# Source records
++++++++

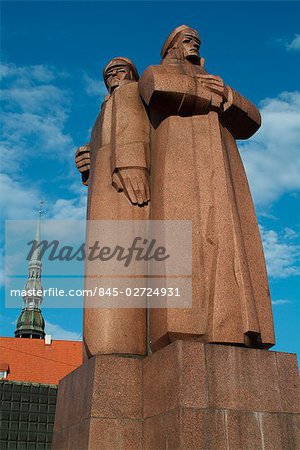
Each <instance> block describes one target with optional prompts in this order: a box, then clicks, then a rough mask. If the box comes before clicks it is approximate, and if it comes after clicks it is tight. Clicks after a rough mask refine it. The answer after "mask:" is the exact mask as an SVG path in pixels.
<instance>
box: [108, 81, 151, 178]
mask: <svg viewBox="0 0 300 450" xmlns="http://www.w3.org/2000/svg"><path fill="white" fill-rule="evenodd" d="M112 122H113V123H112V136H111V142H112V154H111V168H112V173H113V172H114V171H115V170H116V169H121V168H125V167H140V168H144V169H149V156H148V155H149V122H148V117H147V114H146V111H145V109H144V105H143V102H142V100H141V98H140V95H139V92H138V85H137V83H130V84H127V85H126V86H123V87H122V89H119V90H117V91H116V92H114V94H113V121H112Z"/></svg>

++++++++

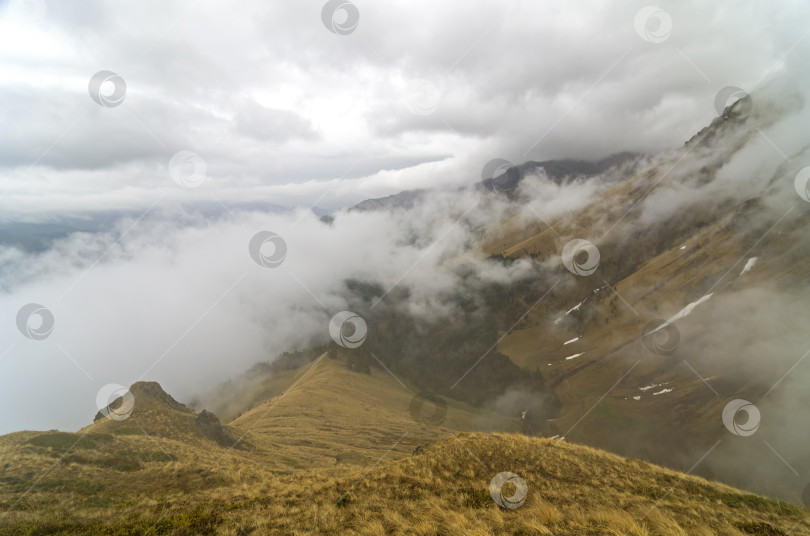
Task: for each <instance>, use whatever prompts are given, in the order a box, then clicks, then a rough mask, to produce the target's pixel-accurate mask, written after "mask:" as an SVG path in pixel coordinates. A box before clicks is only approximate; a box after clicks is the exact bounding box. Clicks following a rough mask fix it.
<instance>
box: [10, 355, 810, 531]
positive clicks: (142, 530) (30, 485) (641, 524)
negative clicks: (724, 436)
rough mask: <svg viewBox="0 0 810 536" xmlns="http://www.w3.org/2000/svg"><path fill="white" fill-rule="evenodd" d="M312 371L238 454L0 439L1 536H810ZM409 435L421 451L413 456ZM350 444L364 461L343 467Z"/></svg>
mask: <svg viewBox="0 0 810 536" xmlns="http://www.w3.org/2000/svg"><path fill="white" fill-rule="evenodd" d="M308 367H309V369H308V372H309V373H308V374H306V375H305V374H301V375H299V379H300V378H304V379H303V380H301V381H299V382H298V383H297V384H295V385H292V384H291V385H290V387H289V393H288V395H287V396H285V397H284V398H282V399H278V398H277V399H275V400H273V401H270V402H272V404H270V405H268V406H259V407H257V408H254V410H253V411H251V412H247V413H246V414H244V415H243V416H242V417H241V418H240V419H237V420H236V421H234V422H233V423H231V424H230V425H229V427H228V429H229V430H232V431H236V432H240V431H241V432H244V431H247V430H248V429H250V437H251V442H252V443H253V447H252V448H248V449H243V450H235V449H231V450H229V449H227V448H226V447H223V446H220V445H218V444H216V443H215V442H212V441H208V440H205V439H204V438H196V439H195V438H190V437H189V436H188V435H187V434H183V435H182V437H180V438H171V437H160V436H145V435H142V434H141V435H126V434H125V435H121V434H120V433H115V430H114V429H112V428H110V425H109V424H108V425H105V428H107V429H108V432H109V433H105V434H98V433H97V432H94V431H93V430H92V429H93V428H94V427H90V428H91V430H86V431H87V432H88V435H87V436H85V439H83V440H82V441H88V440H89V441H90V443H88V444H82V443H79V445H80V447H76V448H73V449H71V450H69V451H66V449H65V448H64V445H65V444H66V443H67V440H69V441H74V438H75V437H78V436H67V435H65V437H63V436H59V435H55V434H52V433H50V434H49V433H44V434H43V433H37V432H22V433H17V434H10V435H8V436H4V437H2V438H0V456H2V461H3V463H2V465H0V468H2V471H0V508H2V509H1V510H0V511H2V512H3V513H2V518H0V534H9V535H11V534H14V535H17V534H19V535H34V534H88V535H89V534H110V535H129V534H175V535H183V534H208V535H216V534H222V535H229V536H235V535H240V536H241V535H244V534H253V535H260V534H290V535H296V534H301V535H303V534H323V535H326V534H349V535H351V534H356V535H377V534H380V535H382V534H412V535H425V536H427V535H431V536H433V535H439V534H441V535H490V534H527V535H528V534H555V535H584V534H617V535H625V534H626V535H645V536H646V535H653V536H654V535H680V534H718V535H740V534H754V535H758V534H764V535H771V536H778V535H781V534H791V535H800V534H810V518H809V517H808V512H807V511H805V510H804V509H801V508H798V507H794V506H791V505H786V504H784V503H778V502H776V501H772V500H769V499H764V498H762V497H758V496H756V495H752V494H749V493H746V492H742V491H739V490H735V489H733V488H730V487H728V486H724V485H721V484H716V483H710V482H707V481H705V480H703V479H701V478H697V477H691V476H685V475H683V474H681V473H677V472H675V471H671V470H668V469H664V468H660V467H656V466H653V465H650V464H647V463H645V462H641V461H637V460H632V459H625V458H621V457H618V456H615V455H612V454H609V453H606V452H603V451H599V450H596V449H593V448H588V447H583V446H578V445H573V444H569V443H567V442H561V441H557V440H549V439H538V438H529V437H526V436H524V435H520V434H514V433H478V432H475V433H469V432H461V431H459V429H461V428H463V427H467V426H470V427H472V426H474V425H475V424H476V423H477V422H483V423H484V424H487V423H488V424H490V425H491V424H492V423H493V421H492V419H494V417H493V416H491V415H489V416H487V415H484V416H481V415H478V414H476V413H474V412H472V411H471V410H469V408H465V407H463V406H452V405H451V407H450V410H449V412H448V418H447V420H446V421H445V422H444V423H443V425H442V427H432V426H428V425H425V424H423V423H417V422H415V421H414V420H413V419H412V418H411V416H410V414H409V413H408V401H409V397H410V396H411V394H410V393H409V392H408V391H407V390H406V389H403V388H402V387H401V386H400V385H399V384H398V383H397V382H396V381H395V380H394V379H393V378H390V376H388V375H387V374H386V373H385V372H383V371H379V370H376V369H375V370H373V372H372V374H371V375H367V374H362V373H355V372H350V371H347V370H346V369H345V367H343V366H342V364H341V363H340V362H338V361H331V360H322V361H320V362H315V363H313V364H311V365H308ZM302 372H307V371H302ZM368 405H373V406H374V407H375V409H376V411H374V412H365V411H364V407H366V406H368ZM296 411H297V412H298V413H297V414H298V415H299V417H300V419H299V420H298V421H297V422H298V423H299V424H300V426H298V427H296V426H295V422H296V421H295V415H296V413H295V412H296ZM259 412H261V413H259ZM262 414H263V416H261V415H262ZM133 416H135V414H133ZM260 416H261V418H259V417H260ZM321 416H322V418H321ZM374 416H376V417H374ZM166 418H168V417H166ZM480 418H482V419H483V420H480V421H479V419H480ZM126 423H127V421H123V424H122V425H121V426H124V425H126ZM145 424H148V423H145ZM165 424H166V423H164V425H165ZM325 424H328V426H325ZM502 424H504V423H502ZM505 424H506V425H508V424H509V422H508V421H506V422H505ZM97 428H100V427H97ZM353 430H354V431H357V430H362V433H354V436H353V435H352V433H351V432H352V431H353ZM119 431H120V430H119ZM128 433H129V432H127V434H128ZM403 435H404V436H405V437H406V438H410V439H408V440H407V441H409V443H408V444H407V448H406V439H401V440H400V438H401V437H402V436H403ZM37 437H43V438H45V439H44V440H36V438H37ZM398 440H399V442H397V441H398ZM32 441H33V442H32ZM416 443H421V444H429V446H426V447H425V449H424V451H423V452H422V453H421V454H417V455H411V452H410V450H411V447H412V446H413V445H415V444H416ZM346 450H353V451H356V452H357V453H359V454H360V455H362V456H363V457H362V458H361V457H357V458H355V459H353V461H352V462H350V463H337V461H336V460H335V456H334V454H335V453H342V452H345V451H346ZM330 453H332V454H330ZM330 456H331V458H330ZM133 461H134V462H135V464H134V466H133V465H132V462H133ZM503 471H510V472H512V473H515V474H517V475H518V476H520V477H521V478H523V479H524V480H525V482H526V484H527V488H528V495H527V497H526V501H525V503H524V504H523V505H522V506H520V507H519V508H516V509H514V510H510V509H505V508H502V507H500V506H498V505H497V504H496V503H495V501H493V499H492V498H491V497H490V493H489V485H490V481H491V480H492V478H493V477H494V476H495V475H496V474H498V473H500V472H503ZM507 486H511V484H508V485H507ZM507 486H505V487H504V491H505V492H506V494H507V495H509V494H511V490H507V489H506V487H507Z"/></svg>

++++++++

# The problem
Render everything from the line containing "Each <instance> block" down to the line containing "box: [108, 81, 151, 178]", both ends included, as a Markdown table with the columns Row and Line, numbering each row and omitting blank lines.

# Problem solution
| Row | Line |
|---|---|
| 1 | Each <instance> block describes one target with optional prompts in this order: a box, then clicks, then a rough mask. If the box comes before clicks it is approximate, and if it comes after clicks it is tight. Clicks after a rough mask refine it. The answer after "mask:" is the exact mask as an SVG path in pixels. |
| 2 | <instance> |
| 3 | box: [108, 81, 151, 178] |